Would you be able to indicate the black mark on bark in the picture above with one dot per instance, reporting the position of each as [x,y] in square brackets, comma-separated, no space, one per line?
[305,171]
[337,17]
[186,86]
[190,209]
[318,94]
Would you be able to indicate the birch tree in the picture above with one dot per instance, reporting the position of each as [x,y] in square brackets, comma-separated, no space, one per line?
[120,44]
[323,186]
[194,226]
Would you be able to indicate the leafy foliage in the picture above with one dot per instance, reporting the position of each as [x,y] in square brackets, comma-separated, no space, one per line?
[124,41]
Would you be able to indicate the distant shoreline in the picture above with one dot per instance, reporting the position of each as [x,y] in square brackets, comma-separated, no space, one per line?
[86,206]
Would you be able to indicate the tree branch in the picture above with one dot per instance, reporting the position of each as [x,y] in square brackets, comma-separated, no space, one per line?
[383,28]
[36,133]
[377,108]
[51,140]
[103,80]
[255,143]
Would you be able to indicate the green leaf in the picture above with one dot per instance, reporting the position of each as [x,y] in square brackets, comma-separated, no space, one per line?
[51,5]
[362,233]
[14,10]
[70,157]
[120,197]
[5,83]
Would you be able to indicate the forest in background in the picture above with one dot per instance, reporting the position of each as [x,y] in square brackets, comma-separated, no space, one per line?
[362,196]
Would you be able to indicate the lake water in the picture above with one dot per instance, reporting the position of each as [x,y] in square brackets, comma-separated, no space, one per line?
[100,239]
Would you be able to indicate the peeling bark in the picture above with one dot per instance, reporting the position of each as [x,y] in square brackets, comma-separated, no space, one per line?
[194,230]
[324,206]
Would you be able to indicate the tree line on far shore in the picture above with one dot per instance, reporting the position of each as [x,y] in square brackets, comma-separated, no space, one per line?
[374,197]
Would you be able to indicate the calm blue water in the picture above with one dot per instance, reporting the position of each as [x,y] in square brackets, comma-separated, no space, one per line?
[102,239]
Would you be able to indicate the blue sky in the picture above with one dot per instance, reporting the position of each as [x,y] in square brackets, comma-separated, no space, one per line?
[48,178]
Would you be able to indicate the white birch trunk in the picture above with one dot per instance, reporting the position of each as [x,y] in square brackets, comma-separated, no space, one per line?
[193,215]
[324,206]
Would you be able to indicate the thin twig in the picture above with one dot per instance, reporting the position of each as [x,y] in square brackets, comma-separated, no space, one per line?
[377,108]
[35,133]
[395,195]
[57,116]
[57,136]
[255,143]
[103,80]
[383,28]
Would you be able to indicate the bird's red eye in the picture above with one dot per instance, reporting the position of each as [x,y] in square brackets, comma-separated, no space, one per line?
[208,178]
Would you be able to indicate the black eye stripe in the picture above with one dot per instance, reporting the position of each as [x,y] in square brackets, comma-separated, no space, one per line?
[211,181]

Problem requirements: An exact retyping of every line in the records is needed.

Exercise output:
Would you be able to indicate the black mark on bark in the picture above with one dot per instance, reporting the position of each as [x,y] in square brackets, comma-separated, no space, one per line?
[305,171]
[337,17]
[186,86]
[190,209]
[318,94]
Would you be able to indicate the birch tree in the picture above with one dot per instance, reporting the position of each as [x,y] in square brackets, comma-separated, no space, one per line?
[120,44]
[323,186]
[194,226]
Would you be able to indicate the leafy foliage in the picture above with one dot per instance, reporting the position of each as [x,y] in square brackets, comma-separated, no space, one per line?
[124,41]
Would you be able to indicate the distant shoreline in the picture above with one dot per instance, reporting the position of each as [x,y] in square brackets, comma-separated, no space, one per line?
[86,206]
Would you be able to indicate the tree branch in the picture above with one dot per instance, reporting the position of each as [x,y] in square brackets, comma-separated, no space, one per line?
[383,28]
[36,133]
[377,108]
[51,140]
[103,80]
[255,143]
Would you be able to indicate the green leaf in the picture above with one dot per instance, reporting the position of each as [x,y] in square brackets, comma-separated, no space, one per line?
[51,5]
[362,233]
[14,10]
[70,157]
[120,197]
[5,83]
Would you be able to indicate the forest in background in the picture above with one dot per instance, reporting the position of each as [x,y] in square brackets, comma-separated, no space, one per line?
[362,196]
Would you be able to indicate the lake water in the picture above with one dot per instance, reporting the position of each as [x,y] in square brackets, comma-separated, no space, one per line?
[100,239]
Would you be able to indicate the peeling bark in the picture above with one dot per instance, reporting the position of each as [x,y] in square brackets, comma-separated, no space, one per line?
[194,230]
[324,206]
Would you be able to indicate the tree line on far shore in the picture above with one dot per instance, reporting the position of each as [x,y] in square brackets, comma-separated, no space, one per line?
[374,197]
Would you be able to indicate the calm blue water in the picture above with one dot per instance, reporting the position of each as [x,y] in square brackets, comma-separated, no space, one per line?
[102,239]
Would you be able to indicate the blue sky in the picture above with one dot per instance, reporting the position of each as [x,y] in square brackets, comma-separated, no space, one per line?
[48,178]
Would you be able to indicate the white birch trunk in the picture above with one dot per instance, reporting the position of each as [x,y] in square brackets, comma-separated, no space, one per line?
[193,215]
[324,206]
Would you be able to indicate the thin twig in the picture above with one dot per instance, reporting the position of each as [x,y] in square brackets, comma-separated, no space, one per line?
[377,108]
[35,133]
[395,195]
[57,116]
[57,136]
[255,143]
[103,80]
[383,28]
Would you be able to indicate the bird's red eye in the picture above with one dot per instance, reporting the position of each as [x,y] in square brackets, comma-separated, no space, one per line?
[208,178]
Would you be able to indicate the black eye stripe in the picture above with one dot per instance, reporting the position of each as [x,y] in square brackets, comma-separated, no space, one per line?
[211,181]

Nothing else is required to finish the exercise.